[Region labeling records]
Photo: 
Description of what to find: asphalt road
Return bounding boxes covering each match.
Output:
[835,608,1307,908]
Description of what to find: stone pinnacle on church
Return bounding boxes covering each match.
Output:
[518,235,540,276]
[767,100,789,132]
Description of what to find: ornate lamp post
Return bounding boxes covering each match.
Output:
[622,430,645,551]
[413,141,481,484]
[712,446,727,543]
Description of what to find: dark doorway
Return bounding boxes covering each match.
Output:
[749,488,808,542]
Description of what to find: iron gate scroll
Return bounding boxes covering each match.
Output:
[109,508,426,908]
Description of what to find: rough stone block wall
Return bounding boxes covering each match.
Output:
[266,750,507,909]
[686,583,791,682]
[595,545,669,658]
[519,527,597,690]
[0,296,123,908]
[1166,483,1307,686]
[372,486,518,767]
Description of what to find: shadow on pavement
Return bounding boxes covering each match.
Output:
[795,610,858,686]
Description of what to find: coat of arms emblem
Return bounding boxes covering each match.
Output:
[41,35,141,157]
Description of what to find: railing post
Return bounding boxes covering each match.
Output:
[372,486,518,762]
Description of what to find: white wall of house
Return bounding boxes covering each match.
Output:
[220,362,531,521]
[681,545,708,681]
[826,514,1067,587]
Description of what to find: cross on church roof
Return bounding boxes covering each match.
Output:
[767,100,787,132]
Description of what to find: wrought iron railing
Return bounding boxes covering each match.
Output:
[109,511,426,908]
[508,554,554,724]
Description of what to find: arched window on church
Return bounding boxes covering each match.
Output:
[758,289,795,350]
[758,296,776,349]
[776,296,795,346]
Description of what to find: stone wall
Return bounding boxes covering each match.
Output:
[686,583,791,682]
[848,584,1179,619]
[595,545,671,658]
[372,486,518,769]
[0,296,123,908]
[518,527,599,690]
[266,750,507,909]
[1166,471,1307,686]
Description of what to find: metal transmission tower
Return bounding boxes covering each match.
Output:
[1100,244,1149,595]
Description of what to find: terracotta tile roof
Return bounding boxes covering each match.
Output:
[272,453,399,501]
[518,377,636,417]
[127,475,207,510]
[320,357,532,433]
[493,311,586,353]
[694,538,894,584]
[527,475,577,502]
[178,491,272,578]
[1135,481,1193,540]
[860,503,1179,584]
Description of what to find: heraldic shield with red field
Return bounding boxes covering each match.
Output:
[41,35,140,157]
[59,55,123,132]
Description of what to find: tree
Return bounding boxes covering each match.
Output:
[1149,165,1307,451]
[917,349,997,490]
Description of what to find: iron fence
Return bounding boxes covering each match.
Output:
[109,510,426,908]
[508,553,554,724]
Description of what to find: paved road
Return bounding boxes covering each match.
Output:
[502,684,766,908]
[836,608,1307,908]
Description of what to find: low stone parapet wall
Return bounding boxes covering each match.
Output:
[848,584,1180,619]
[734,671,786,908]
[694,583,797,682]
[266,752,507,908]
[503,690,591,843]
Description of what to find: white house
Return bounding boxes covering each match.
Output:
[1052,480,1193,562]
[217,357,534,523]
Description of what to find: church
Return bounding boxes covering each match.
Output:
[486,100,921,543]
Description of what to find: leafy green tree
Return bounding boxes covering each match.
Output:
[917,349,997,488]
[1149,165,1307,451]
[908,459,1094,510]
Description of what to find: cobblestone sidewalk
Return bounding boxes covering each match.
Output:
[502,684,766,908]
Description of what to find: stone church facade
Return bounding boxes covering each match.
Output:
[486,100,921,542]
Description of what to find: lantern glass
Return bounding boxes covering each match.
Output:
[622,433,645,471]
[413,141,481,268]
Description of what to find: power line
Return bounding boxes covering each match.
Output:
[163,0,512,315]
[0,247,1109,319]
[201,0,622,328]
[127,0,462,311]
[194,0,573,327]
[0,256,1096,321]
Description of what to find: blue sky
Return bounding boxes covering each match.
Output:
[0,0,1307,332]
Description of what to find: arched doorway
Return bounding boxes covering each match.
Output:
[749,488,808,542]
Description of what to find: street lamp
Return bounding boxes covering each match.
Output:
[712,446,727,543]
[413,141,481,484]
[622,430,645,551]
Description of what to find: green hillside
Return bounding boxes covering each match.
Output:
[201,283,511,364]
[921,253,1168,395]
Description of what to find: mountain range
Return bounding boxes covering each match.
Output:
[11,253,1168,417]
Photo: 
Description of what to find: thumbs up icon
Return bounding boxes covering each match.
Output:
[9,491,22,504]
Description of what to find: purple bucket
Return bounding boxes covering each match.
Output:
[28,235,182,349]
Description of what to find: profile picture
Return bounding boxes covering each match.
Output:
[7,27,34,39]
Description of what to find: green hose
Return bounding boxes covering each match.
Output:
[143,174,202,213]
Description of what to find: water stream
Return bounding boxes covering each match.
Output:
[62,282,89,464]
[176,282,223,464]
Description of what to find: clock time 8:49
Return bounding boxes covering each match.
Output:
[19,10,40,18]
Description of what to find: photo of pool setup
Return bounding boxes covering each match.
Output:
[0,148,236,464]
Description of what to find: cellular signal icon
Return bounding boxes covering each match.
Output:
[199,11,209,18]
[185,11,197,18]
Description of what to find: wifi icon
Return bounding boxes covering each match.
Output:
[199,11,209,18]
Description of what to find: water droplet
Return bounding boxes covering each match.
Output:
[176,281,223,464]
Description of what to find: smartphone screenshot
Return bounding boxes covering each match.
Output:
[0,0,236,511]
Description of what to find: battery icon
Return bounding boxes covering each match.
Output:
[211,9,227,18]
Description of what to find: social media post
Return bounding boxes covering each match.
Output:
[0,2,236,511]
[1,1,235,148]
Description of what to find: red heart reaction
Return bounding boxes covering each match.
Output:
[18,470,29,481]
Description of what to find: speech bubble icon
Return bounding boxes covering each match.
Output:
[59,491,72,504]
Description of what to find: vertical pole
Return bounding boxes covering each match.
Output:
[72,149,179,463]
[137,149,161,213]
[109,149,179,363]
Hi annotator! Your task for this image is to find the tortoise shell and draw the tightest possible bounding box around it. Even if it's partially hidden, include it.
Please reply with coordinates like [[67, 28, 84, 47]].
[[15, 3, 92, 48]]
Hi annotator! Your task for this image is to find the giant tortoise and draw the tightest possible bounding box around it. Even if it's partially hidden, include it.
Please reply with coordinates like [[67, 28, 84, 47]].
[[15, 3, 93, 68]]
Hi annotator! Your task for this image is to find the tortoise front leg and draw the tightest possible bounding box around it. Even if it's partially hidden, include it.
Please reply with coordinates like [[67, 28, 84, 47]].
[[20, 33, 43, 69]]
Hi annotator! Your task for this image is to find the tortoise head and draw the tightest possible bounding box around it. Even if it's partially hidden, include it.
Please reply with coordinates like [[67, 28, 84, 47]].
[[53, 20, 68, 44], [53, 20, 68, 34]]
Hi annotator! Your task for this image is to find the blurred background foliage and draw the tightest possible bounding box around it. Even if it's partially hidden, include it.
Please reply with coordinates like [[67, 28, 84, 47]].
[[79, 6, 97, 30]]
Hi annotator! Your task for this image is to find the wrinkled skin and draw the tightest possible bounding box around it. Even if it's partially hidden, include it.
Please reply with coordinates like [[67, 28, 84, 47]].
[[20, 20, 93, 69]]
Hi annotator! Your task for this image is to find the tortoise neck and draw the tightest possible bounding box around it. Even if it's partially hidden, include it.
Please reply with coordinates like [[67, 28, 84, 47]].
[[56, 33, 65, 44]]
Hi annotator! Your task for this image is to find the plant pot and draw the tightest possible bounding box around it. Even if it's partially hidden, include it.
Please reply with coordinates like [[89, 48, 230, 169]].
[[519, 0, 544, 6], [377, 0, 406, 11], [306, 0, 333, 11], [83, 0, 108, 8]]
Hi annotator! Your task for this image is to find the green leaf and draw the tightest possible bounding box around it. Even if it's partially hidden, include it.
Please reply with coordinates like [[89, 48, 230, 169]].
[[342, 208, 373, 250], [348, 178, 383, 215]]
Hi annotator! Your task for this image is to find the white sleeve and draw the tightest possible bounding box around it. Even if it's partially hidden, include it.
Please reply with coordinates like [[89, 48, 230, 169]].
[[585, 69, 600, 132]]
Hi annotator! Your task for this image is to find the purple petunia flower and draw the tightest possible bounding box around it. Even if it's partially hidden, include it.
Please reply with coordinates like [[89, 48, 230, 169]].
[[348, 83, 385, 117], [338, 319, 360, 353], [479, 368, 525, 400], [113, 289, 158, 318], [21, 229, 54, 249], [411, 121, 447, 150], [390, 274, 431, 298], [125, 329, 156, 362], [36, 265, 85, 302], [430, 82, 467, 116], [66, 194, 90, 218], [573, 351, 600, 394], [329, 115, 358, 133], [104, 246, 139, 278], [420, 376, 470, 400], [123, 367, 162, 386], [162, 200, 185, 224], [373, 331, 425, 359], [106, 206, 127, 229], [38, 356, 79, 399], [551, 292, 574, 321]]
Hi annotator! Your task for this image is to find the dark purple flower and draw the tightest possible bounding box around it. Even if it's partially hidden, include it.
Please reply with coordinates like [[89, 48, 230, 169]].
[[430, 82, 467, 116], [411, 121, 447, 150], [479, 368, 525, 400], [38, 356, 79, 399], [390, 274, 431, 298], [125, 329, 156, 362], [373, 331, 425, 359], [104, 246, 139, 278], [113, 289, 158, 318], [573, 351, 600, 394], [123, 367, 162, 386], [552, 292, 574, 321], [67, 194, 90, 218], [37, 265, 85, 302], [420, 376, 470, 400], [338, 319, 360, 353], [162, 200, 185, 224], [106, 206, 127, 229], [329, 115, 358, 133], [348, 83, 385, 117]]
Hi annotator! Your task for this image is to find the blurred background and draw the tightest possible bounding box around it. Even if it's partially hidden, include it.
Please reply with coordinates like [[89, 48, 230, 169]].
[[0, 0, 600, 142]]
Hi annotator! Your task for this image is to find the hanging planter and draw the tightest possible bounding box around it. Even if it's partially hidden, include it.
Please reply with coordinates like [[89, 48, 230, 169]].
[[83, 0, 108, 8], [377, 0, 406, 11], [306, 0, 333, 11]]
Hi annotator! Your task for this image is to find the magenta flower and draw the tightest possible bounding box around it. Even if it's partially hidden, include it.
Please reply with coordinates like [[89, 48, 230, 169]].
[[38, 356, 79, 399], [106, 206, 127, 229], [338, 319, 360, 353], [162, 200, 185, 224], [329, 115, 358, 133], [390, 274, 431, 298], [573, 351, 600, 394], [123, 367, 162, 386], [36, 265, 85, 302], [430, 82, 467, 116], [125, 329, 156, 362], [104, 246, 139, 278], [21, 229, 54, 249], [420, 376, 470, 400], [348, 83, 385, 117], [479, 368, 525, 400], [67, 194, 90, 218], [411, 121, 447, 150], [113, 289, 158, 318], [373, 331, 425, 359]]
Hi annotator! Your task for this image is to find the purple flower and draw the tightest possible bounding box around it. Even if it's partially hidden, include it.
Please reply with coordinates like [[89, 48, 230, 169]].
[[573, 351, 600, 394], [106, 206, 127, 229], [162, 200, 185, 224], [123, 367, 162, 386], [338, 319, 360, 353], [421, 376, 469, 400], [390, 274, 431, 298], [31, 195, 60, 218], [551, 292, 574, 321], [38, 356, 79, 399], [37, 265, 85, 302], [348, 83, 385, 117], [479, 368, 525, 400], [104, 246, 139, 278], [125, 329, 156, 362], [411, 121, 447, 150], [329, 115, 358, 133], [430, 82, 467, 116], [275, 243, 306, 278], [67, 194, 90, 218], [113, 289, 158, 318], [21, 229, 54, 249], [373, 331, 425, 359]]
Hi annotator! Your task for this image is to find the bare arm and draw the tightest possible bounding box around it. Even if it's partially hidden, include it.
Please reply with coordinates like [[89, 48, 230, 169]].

> GIVEN INSTRUCTION
Recast the records as a JSON list of strings, one string per line and blank lines left out, covering only the lines from the one containing "Description of what to find: purple bucket" through the one containing "[7,27,34,39]", both included.

> TASK SOLUTION
[
  "Description of what to find: purple bucket",
  "Return bounding boxes covering each match.",
  "Output:",
  "[28,235,182,349]",
  "Description of what to find: profile picture",
  "Return bounding boxes covering each match.",
  "Output:",
  "[7,27,34,39]"
]